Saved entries
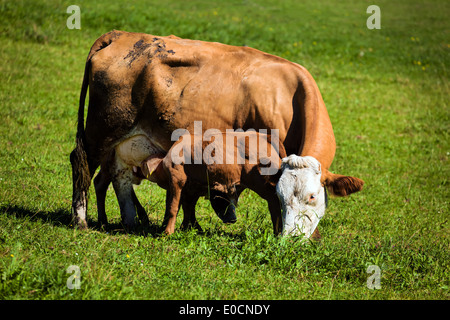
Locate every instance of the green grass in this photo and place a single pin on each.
(387, 92)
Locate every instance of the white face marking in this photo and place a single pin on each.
(301, 195)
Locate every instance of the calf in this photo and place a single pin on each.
(186, 179)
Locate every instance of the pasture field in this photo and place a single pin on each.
(387, 93)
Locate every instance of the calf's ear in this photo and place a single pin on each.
(340, 185)
(151, 165)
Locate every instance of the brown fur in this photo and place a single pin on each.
(159, 84)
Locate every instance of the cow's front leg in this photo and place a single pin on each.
(142, 214)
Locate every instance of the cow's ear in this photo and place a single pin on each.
(342, 186)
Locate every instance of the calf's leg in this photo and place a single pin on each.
(188, 203)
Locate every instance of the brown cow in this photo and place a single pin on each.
(149, 86)
(185, 180)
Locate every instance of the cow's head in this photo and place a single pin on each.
(302, 194)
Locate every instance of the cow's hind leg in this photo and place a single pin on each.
(123, 187)
(82, 172)
(101, 183)
(188, 203)
(142, 214)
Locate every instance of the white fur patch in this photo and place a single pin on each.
(301, 195)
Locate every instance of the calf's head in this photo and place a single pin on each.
(302, 194)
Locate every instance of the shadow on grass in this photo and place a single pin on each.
(63, 218)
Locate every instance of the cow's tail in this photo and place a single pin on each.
(81, 177)
(78, 158)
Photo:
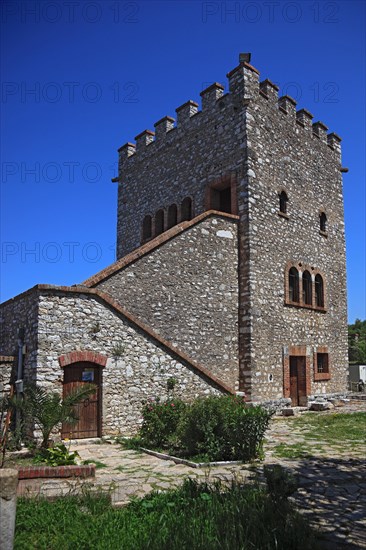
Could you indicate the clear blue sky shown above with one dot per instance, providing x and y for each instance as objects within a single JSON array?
[{"x": 79, "y": 79}]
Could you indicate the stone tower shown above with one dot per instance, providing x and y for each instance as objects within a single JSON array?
[{"x": 253, "y": 155}]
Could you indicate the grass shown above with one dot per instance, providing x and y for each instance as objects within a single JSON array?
[
  {"x": 98, "y": 464},
  {"x": 339, "y": 430},
  {"x": 196, "y": 516},
  {"x": 332, "y": 428}
]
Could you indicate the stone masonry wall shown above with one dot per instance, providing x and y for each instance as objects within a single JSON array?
[
  {"x": 187, "y": 291},
  {"x": 286, "y": 152},
  {"x": 67, "y": 323},
  {"x": 203, "y": 147},
  {"x": 20, "y": 312}
]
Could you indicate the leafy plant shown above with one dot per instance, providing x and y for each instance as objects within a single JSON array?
[
  {"x": 160, "y": 421},
  {"x": 48, "y": 410},
  {"x": 171, "y": 383},
  {"x": 224, "y": 428},
  {"x": 59, "y": 455},
  {"x": 95, "y": 328}
]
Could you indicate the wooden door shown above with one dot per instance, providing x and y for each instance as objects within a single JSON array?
[
  {"x": 298, "y": 380},
  {"x": 88, "y": 411}
]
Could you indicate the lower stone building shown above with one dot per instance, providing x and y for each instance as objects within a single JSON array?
[{"x": 231, "y": 269}]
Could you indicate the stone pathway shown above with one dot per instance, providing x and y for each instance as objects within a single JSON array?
[{"x": 332, "y": 485}]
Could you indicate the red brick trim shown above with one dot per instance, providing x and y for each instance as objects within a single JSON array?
[
  {"x": 299, "y": 351},
  {"x": 152, "y": 245},
  {"x": 32, "y": 472},
  {"x": 244, "y": 64},
  {"x": 301, "y": 267},
  {"x": 225, "y": 181},
  {"x": 320, "y": 376},
  {"x": 108, "y": 301},
  {"x": 78, "y": 356}
]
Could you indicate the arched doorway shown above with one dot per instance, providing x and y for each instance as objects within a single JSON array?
[{"x": 88, "y": 411}]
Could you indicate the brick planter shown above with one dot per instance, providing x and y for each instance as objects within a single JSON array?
[{"x": 33, "y": 472}]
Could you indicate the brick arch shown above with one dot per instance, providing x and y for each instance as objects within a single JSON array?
[{"x": 85, "y": 356}]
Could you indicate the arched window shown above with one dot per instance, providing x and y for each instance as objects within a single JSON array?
[
  {"x": 159, "y": 222},
  {"x": 323, "y": 222},
  {"x": 307, "y": 295},
  {"x": 283, "y": 202},
  {"x": 319, "y": 291},
  {"x": 172, "y": 216},
  {"x": 186, "y": 209},
  {"x": 147, "y": 228},
  {"x": 293, "y": 285}
]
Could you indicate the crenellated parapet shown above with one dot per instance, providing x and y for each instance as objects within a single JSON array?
[{"x": 244, "y": 88}]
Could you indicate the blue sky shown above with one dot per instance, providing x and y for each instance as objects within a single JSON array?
[{"x": 79, "y": 79}]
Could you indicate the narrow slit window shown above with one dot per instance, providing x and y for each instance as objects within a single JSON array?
[
  {"x": 147, "y": 228},
  {"x": 283, "y": 202},
  {"x": 323, "y": 222},
  {"x": 322, "y": 363},
  {"x": 319, "y": 291},
  {"x": 307, "y": 297},
  {"x": 186, "y": 209},
  {"x": 159, "y": 222},
  {"x": 293, "y": 285},
  {"x": 172, "y": 216}
]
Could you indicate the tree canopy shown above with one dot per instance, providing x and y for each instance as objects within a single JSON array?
[{"x": 357, "y": 342}]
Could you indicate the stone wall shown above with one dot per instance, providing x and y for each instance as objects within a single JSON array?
[
  {"x": 187, "y": 290},
  {"x": 7, "y": 374},
  {"x": 180, "y": 163},
  {"x": 262, "y": 144},
  {"x": 71, "y": 321},
  {"x": 288, "y": 153},
  {"x": 20, "y": 312}
]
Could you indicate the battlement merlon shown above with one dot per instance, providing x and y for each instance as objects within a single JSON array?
[
  {"x": 163, "y": 126},
  {"x": 244, "y": 86}
]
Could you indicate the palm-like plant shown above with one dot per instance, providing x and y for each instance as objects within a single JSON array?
[{"x": 48, "y": 410}]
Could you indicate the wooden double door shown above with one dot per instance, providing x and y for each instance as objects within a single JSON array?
[
  {"x": 298, "y": 380},
  {"x": 89, "y": 410}
]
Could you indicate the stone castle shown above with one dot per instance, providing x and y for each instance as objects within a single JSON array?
[{"x": 231, "y": 267}]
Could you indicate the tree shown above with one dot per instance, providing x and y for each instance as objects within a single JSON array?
[{"x": 357, "y": 342}]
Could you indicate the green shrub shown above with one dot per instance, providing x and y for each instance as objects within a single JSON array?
[
  {"x": 224, "y": 428},
  {"x": 160, "y": 421}
]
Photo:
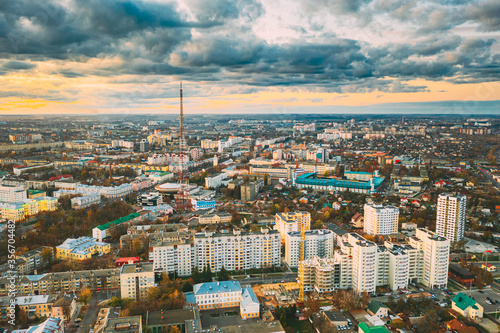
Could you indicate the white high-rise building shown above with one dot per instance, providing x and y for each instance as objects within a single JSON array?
[
  {"x": 380, "y": 220},
  {"x": 237, "y": 250},
  {"x": 289, "y": 222},
  {"x": 363, "y": 265},
  {"x": 435, "y": 257},
  {"x": 450, "y": 219},
  {"x": 136, "y": 279},
  {"x": 173, "y": 253},
  {"x": 318, "y": 243},
  {"x": 362, "y": 253}
]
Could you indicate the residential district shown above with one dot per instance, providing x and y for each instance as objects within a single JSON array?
[{"x": 289, "y": 223}]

Problem requirements: Please give the entries above again exactly as written, leaving out any pictures.

Task output:
Locate every instance of the green grass in this photo and place a single pin on each.
(387, 92)
Locate every instance of the white face marking in this photo and place a single pin on each.
(301, 195)
Locate every instance of the calf in this photo and place a single pin on each.
(186, 179)
Locate every instance of the pasture field in this photo and place a single pin on each.
(387, 93)
Locate every instance of the calf's ear in this photo and place a single pin on each.
(340, 185)
(151, 165)
Locate every instance of the brown fur in this photo and place a single pin on each.
(159, 84)
Locate every instance of the cow's front leg in this photo and place a single pin on each.
(142, 214)
Locate every instance of the cow's ear in this photo and place a single pin on each.
(342, 186)
Locate every instance of the calf's leg in this photo and place a single pin on each.
(188, 203)
Locate every instance of the brown cow in this photo and place a single pin on each.
(149, 86)
(185, 180)
Locate every instance of the cow's head in this photo and place a single pin on each.
(302, 194)
Locate every instance of the cow's hind leg in this photo and place a single pin on each.
(123, 187)
(82, 172)
(101, 183)
(188, 203)
(142, 214)
Locate every instance of the white fur patch in this photo and place a single pin on each.
(301, 195)
Locate every instance of the calf's head in this photo and place a single pin on each.
(302, 194)
Locate every instance of the shadow on grass in this photo and place a single pin on each.
(63, 218)
Locate every instance of the cow's tail in this photo and place a single pin on each.
(81, 177)
(78, 158)
Photo:
Could you indicate the clear blue sky shown above with one dot per instance, providing x and y for each instance as objects within a single JSON array?
[{"x": 79, "y": 79}]
Could you indicate the stone tower shown above with one dot per instance, providing x and y for each instance as objects within a single JSON array?
[{"x": 253, "y": 155}]
Could you indicate the grass shown above with one dot per instance, providing x and y for each instance as objects within a single JSON array?
[
  {"x": 98, "y": 464},
  {"x": 339, "y": 430},
  {"x": 196, "y": 516},
  {"x": 332, "y": 428}
]
Could you indicate the stone masonry wall shown above with one dot per instance, providing x and y for each instance as objects within a single JSON array?
[
  {"x": 187, "y": 291},
  {"x": 286, "y": 152},
  {"x": 67, "y": 323},
  {"x": 203, "y": 147},
  {"x": 20, "y": 312}
]
Could you indicate the leafy plant shown above with one dot per instance, providing x and y for each instance as objects within a single JSON array?
[
  {"x": 160, "y": 421},
  {"x": 48, "y": 410},
  {"x": 171, "y": 383},
  {"x": 224, "y": 428},
  {"x": 59, "y": 455},
  {"x": 95, "y": 328}
]
Could you indicate the wooden door shown above with one dot per instance, providing x and y for each instance as objects within a single JSON array?
[
  {"x": 298, "y": 380},
  {"x": 88, "y": 411}
]
Could you indicate the lower stone building shown above with one dot per instance, providing x and y for each instance as objects within a single JSON array?
[{"x": 231, "y": 269}]
Could you indicate the stone pathway shown above with one dot per instance, providing x and y for each instance as objects within a single JSON array?
[{"x": 332, "y": 485}]
Could you indicate the red brick trim shown above with one dot per instance, providing x and y for each instance as objects within a single JSON array?
[
  {"x": 299, "y": 351},
  {"x": 152, "y": 245},
  {"x": 32, "y": 472},
  {"x": 244, "y": 64},
  {"x": 301, "y": 267},
  {"x": 225, "y": 181},
  {"x": 320, "y": 376},
  {"x": 108, "y": 301},
  {"x": 78, "y": 356}
]
Could you indicate the arched doorway shown above with one dot per instance, providing x and y for each instance as objects within a single JSON array?
[{"x": 88, "y": 411}]
Could you indicate the brick planter shown above with one dot per instance, providing x and y for each instance as objects within a single JSON array?
[{"x": 33, "y": 472}]
Could you indicate the brick arch shown above with one dot per instance, providing x and y for each instance as objects within a single JSON array?
[{"x": 85, "y": 356}]
Could you indicate the arched window shown above with one dot per instance, providing x and y for each instance as objects within a single JSON array?
[
  {"x": 159, "y": 222},
  {"x": 323, "y": 222},
  {"x": 307, "y": 295},
  {"x": 283, "y": 202},
  {"x": 319, "y": 291},
  {"x": 172, "y": 216},
  {"x": 186, "y": 209},
  {"x": 147, "y": 228},
  {"x": 293, "y": 285}
]
Could you indicate the crenellated parapet shown above with one dot per instance, providing x and y for each instance as objects within a single JSON array?
[{"x": 244, "y": 88}]
Could you indicate the blue sky shown above with one dot per instance, providing x and y for each instance as objects within a single JSON array?
[{"x": 79, "y": 79}]
Could you indicate the narrow slit window shown above with one dot per instance, providing x and y for each instance as objects within a single JSON array?
[
  {"x": 147, "y": 228},
  {"x": 283, "y": 202},
  {"x": 323, "y": 222},
  {"x": 322, "y": 363},
  {"x": 319, "y": 291},
  {"x": 307, "y": 297},
  {"x": 186, "y": 209},
  {"x": 159, "y": 222},
  {"x": 293, "y": 285},
  {"x": 172, "y": 216}
]
Could you indicate the tree canopy shown above with one dot per instance, providing x and y for each instance as objects within a single JSON array?
[{"x": 357, "y": 342}]
Could you indicate the stone wall shown above with one dot per instance, providing x and y for each instance as objects within a single JSON array?
[
  {"x": 187, "y": 290},
  {"x": 7, "y": 374},
  {"x": 180, "y": 163},
  {"x": 262, "y": 144},
  {"x": 71, "y": 321},
  {"x": 288, "y": 153},
  {"x": 20, "y": 312}
]
Could you indicate the battlement merlon shown above with one dot per instance, providing x and y for each instance as objects within a single JSON array?
[
  {"x": 163, "y": 126},
  {"x": 244, "y": 86}
]
Could you indicate the palm-like plant shown above with one dot per instance, providing x and y for each instance as objects within a single JSON array?
[{"x": 48, "y": 410}]
Could you indicate the wooden double door shown above with one dot per instance, providing x and y for each instance as objects within a single JSON array?
[
  {"x": 298, "y": 380},
  {"x": 89, "y": 410}
]
Could you indicate the stone castle shown above with one dot per instance, providing x and y for each instance as objects within a single JSON array?
[{"x": 231, "y": 267}]
Could you indicate the tree shown above with one dot per instance, providing x and y for each instance as objects within a single JSON array?
[{"x": 357, "y": 342}]
Could you indicate the green shrub shown above with one dot per instance, providing x and y for each instance as objects within a single JSON array?
[
  {"x": 224, "y": 428},
  {"x": 160, "y": 421}
]
Photo:
Could you indicate the white high-rise building shown above with one dot per instance, providing x and y for each instance as objects within a single JSON array?
[
  {"x": 380, "y": 220},
  {"x": 237, "y": 250},
  {"x": 289, "y": 222},
  {"x": 363, "y": 265},
  {"x": 435, "y": 257},
  {"x": 450, "y": 219},
  {"x": 136, "y": 279},
  {"x": 173, "y": 253},
  {"x": 318, "y": 243},
  {"x": 362, "y": 253}
]
Could you indicate the residential district shown above with one dot per instance, providing x and y for each instance as objects within a single JSON array?
[{"x": 289, "y": 223}]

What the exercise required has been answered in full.